**Aim of the exercise**
Find each line in the records below that contains the word "human", and copy it out.

**Data records**
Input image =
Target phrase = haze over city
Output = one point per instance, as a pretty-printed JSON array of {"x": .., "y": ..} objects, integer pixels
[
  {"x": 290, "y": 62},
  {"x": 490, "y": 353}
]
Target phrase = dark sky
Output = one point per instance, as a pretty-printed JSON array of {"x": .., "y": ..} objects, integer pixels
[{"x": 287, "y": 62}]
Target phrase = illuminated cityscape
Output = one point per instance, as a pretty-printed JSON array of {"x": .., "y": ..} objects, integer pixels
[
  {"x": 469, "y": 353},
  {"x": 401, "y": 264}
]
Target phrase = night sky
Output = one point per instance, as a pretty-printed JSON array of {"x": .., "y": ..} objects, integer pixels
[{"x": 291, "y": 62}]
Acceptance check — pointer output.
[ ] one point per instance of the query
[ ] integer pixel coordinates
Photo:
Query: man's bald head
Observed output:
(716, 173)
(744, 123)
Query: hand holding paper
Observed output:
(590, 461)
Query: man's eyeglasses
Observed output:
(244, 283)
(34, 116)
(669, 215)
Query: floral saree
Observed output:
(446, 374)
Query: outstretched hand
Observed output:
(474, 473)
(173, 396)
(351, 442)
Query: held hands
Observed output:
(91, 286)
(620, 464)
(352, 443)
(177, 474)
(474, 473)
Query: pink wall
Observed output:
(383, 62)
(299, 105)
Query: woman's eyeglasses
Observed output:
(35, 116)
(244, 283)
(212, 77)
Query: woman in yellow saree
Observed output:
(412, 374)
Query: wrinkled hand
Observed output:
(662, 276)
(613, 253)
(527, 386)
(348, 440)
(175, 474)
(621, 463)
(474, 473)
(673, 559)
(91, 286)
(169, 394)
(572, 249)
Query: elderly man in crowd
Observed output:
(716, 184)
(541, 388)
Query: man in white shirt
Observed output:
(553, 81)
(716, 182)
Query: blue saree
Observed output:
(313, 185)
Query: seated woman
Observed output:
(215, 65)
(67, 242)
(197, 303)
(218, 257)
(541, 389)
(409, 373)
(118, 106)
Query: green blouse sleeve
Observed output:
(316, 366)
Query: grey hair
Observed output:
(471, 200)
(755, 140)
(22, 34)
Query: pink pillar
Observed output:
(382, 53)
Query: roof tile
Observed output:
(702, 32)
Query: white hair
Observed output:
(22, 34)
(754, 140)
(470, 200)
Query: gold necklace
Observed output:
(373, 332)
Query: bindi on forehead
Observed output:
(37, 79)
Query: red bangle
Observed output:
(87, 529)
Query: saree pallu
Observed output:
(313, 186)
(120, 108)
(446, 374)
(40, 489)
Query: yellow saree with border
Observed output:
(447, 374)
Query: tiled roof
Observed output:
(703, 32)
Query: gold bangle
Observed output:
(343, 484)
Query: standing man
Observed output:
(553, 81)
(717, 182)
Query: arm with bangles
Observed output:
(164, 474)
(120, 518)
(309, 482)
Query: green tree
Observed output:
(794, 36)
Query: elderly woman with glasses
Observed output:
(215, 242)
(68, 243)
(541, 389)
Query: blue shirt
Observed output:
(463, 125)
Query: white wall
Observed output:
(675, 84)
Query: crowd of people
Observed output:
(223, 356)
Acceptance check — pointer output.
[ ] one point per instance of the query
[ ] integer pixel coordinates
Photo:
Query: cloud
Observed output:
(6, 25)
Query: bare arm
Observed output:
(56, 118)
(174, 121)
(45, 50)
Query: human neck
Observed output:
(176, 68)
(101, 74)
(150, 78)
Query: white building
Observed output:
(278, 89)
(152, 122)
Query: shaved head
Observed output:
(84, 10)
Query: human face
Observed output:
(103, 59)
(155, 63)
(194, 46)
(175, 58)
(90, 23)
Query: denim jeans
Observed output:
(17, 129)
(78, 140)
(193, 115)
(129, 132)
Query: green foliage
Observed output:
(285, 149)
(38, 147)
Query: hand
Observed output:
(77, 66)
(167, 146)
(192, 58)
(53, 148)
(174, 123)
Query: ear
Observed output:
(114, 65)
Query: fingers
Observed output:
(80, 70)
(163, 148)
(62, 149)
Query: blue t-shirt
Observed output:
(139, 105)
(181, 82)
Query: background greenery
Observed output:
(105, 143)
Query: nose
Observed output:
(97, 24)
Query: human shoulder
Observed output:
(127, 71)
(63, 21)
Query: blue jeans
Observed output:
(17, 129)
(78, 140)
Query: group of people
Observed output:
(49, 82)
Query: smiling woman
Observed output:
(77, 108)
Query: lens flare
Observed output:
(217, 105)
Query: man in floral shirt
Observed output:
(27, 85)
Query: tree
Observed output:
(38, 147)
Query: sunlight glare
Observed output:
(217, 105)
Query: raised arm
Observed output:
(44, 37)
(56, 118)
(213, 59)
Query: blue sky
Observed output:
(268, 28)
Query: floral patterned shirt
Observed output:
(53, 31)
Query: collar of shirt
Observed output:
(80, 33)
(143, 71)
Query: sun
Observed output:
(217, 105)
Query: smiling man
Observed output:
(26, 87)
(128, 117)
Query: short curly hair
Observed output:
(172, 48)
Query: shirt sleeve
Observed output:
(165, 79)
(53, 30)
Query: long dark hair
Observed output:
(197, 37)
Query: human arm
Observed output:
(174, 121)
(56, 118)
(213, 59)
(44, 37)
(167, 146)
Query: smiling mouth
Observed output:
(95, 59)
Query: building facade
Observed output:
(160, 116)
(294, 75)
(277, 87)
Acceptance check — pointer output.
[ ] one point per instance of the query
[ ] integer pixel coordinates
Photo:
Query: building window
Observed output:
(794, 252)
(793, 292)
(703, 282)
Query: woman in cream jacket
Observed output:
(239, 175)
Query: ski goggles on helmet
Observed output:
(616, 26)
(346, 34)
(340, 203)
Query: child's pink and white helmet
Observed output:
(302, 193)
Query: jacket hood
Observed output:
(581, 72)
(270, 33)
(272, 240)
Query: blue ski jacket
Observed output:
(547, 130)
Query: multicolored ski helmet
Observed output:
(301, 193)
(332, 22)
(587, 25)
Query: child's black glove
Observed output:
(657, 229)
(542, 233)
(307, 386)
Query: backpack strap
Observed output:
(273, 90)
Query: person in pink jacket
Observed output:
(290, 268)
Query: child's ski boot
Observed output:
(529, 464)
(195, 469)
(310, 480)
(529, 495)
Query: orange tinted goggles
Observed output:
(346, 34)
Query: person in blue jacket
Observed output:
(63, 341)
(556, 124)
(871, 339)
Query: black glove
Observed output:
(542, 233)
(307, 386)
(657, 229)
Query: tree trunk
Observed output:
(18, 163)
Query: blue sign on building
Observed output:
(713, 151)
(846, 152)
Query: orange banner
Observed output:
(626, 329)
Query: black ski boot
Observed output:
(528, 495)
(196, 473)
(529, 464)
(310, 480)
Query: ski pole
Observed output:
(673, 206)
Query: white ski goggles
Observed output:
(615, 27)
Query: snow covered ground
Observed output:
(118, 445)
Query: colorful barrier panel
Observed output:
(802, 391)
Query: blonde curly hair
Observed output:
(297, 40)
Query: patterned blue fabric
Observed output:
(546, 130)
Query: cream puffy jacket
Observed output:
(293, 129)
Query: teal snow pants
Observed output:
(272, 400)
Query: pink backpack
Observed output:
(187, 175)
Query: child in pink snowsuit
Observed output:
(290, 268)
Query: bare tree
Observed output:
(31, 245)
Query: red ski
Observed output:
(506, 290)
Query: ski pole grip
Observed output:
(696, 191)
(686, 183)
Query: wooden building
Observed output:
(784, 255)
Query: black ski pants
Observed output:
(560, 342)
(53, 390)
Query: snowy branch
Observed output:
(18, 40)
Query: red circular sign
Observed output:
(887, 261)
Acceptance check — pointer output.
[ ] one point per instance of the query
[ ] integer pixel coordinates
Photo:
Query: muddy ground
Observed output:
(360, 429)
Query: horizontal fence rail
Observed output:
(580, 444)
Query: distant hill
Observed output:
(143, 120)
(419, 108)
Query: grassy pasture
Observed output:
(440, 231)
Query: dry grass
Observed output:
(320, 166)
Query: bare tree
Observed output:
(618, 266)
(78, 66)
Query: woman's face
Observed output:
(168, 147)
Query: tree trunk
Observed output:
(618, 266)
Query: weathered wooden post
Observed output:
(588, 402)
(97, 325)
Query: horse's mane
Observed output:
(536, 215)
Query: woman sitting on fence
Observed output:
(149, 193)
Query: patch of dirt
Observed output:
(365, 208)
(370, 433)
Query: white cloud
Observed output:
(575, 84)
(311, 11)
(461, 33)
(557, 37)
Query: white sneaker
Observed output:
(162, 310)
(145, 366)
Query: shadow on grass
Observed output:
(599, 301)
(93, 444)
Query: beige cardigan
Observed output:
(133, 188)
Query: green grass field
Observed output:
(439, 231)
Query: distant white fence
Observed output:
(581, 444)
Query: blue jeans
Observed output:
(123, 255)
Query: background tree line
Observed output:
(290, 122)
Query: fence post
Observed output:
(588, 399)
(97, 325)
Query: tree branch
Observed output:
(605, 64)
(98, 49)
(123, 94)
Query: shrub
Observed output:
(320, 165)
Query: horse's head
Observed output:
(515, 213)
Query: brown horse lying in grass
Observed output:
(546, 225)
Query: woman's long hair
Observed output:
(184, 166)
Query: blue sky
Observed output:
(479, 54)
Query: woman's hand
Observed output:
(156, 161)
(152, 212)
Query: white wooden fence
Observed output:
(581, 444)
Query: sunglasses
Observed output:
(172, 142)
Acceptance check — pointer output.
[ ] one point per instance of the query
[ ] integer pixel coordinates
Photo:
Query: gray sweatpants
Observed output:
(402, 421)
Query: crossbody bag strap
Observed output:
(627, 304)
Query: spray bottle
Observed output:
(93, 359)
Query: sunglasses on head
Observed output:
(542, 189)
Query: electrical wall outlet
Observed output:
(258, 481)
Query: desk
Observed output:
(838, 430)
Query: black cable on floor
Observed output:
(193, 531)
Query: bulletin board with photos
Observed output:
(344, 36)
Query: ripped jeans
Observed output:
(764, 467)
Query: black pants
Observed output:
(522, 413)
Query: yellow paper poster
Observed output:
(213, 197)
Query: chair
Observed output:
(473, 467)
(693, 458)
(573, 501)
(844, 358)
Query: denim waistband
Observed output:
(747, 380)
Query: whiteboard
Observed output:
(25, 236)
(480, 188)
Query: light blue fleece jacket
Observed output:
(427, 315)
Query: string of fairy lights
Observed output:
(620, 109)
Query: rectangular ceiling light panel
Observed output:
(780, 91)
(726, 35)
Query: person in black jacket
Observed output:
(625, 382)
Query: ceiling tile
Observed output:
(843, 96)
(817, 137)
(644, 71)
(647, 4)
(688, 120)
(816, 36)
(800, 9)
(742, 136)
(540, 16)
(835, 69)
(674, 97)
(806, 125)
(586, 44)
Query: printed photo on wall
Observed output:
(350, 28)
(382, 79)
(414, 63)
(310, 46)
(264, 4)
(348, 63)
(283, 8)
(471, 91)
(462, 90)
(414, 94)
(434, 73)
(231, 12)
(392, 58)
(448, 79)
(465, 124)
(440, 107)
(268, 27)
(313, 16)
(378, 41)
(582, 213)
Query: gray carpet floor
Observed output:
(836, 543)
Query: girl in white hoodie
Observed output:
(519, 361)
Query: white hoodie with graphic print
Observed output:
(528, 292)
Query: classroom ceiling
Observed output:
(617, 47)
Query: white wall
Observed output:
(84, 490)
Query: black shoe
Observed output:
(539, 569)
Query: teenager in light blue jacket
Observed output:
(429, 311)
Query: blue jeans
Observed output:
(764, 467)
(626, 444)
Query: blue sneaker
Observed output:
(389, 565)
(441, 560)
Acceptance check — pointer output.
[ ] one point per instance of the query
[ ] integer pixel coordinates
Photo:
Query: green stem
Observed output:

**Written reply**
Query: human neck
Query: human face
Query: human shoulder
Query: human arm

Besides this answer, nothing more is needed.